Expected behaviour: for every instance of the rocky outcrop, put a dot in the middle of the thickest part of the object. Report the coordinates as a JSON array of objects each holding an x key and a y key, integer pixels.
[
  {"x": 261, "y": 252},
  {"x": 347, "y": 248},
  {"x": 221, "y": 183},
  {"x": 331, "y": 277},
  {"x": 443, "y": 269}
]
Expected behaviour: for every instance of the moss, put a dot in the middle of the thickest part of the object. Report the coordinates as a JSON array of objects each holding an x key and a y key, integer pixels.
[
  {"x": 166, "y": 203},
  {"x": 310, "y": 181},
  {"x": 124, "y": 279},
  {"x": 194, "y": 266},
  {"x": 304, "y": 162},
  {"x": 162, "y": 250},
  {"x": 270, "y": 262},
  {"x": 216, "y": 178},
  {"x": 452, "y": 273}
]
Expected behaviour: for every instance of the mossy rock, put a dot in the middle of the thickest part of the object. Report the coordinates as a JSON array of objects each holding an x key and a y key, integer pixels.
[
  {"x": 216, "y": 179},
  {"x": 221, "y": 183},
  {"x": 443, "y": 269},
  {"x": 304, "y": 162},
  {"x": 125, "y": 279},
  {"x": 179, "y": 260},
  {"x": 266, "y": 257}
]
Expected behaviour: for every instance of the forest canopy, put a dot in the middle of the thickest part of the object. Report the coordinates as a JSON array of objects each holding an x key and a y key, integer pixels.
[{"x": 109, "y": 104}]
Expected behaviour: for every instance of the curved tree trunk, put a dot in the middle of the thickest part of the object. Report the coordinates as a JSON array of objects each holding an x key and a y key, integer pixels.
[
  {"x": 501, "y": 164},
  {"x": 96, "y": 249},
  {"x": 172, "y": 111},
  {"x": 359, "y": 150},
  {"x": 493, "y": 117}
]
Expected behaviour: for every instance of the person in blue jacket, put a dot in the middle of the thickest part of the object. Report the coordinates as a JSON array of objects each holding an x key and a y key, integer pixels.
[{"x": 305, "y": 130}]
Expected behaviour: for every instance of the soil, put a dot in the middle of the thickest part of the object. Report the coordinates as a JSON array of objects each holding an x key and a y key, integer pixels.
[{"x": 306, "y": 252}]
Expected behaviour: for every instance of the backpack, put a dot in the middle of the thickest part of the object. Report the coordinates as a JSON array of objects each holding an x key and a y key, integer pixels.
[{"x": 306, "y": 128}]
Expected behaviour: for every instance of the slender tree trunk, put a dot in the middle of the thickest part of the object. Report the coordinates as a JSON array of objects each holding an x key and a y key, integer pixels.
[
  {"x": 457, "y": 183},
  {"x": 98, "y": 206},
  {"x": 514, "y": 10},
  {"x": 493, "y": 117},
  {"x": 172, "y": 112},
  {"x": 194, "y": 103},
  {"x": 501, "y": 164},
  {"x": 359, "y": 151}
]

....

# [WHAT YOU NEED TO DO]
Rewrite each of the records above, changing "thickest part" to "widest part" and leaving everything else as it is.

# [OUTPUT BELOW]
Expected behaviour: for every instance of the rocky outcrop, put a dot in the middle of the widest part of the object. Report the coordinates as a JSON array of objects each holding an x key and a y key, integer pixels.
[
  {"x": 261, "y": 252},
  {"x": 347, "y": 248},
  {"x": 221, "y": 183},
  {"x": 331, "y": 277},
  {"x": 443, "y": 269}
]
Expected behaviour: for every instance of the moss, put a dot in the middle of the widest part of the object. Report the coordinates as a JSON array of objects each holding an x key and a y key, integer pixels.
[
  {"x": 166, "y": 203},
  {"x": 310, "y": 181},
  {"x": 124, "y": 279},
  {"x": 194, "y": 266},
  {"x": 304, "y": 162},
  {"x": 162, "y": 250},
  {"x": 270, "y": 262},
  {"x": 216, "y": 178},
  {"x": 452, "y": 273}
]
Expected behaviour: for every instance of the mossy rock, put a dot in the middle of the widest part of the object. Report the coordinates as a JSON array of objects each holding an x key and a y key, integer pixels.
[
  {"x": 216, "y": 179},
  {"x": 221, "y": 183},
  {"x": 443, "y": 269},
  {"x": 304, "y": 162},
  {"x": 125, "y": 279},
  {"x": 179, "y": 260},
  {"x": 266, "y": 257}
]
Expected behaviour: for every instance of the forest canopy, put a dot in the middle of the widest part of the object. Report the coordinates as a JSON array of objects each holding an x key and a y key, integer pixels.
[{"x": 109, "y": 104}]
Expected behaviour: for every instance of the curved tree trunk, put a dot in the middle of the widest part of the object. Report the coordinates as a JSON array of objects each holding an x key and a y key, integer pixels.
[
  {"x": 501, "y": 164},
  {"x": 96, "y": 249},
  {"x": 172, "y": 111},
  {"x": 359, "y": 150},
  {"x": 493, "y": 117}
]
Expected behaviour: for every instance of the person in blue jacket, put a dot in the middle of the widest part of the object. Report the coordinates as a JSON array of objects each holding an x key and a y key, integer pixels.
[{"x": 305, "y": 130}]
Expected behaviour: for every instance of the soil, put a dot in the middle of the widest part of the object. Report the coordinates as a JSON array of objects each holding an x key and a y key, integer pixels.
[{"x": 306, "y": 252}]
Expected behaviour: for every instance of the backpack, put a dot in the middle of the widest part of the object. Report the coordinates as a JSON array of objects each holding an x key and a y key, integer pixels.
[{"x": 306, "y": 128}]
Expected behaviour: for every instance of the slender tree trunk, put a dot in the middle of the widest part of the object. Report the coordinates as a JSON array of objects each holding an x key and a y key, integer pixels.
[
  {"x": 457, "y": 183},
  {"x": 98, "y": 206},
  {"x": 514, "y": 10},
  {"x": 493, "y": 117},
  {"x": 172, "y": 112},
  {"x": 194, "y": 103},
  {"x": 501, "y": 164},
  {"x": 359, "y": 151}
]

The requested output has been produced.